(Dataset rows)

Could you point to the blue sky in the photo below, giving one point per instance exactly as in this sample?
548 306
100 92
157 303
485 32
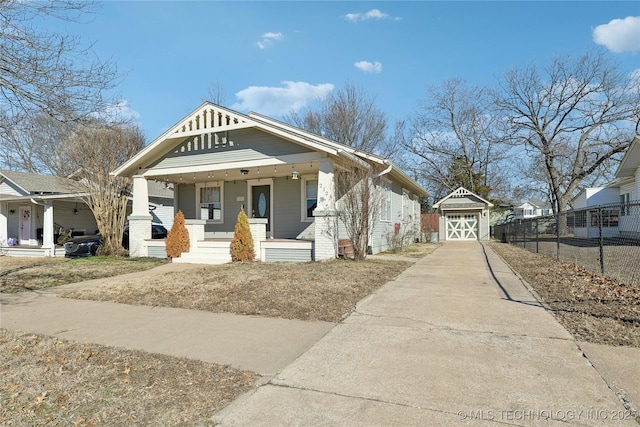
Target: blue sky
274 56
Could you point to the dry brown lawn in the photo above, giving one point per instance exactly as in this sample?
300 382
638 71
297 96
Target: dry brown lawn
54 382
591 307
30 274
307 291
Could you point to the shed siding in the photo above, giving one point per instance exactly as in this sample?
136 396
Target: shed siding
157 251
244 145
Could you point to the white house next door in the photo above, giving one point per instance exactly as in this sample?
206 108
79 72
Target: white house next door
462 227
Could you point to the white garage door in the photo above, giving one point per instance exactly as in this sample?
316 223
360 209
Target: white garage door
462 227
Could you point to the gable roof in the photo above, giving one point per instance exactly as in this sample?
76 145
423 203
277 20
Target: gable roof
631 160
461 192
29 183
212 118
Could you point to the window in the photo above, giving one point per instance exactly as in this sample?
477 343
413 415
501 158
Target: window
405 205
310 199
581 219
211 203
610 218
385 201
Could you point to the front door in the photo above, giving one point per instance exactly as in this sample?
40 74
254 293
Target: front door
25 225
261 203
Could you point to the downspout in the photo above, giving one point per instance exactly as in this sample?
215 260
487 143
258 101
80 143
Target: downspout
47 227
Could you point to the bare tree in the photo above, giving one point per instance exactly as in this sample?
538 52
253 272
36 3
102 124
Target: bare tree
98 148
457 142
37 144
358 203
47 72
349 117
575 117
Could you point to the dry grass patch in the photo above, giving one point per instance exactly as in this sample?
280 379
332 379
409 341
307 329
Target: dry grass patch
592 307
307 291
27 274
54 382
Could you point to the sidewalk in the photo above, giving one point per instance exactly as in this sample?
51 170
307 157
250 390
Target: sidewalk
456 339
258 344
450 342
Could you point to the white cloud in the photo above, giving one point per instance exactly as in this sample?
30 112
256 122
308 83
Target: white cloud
619 35
278 101
118 111
372 14
369 67
268 39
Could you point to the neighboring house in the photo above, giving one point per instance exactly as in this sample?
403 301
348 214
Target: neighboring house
34 207
464 216
31 208
619 213
532 208
220 161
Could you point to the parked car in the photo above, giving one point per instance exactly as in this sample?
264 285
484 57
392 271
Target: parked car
82 246
88 245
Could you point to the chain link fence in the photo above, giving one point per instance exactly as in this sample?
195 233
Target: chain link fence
603 239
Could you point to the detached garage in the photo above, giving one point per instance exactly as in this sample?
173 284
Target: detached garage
463 216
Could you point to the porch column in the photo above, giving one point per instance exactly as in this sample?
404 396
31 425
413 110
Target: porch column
47 229
140 219
326 215
4 223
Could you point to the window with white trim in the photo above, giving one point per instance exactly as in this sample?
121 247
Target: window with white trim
309 197
385 200
211 203
406 213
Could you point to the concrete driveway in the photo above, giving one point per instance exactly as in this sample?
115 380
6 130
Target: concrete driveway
455 340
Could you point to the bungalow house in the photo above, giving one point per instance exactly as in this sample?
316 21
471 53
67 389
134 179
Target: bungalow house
33 209
464 216
220 161
612 210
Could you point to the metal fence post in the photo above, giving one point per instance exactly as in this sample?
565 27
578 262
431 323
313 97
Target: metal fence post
601 240
558 235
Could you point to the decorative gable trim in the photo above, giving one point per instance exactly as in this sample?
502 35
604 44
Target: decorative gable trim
461 192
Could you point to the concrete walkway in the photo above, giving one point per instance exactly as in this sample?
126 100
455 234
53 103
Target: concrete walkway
258 344
456 339
452 341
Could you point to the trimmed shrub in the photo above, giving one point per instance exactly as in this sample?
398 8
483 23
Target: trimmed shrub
178 238
242 244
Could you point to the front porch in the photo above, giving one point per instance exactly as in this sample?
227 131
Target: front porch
31 251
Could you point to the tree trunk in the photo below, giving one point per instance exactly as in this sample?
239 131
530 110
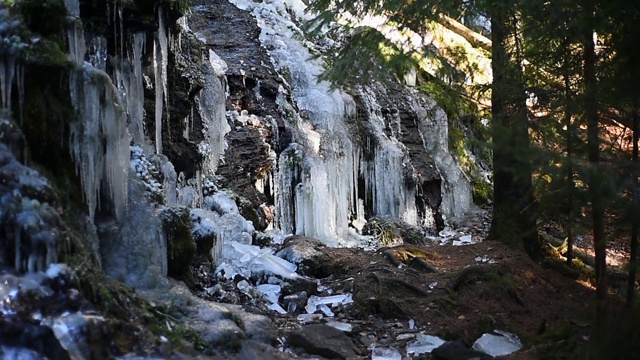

• _TO DO_: Give the number of lines in the entries that contain the string "shed", matching case exactly, and reply with that number alone.

• _EXERCISE OUTPUT_: 2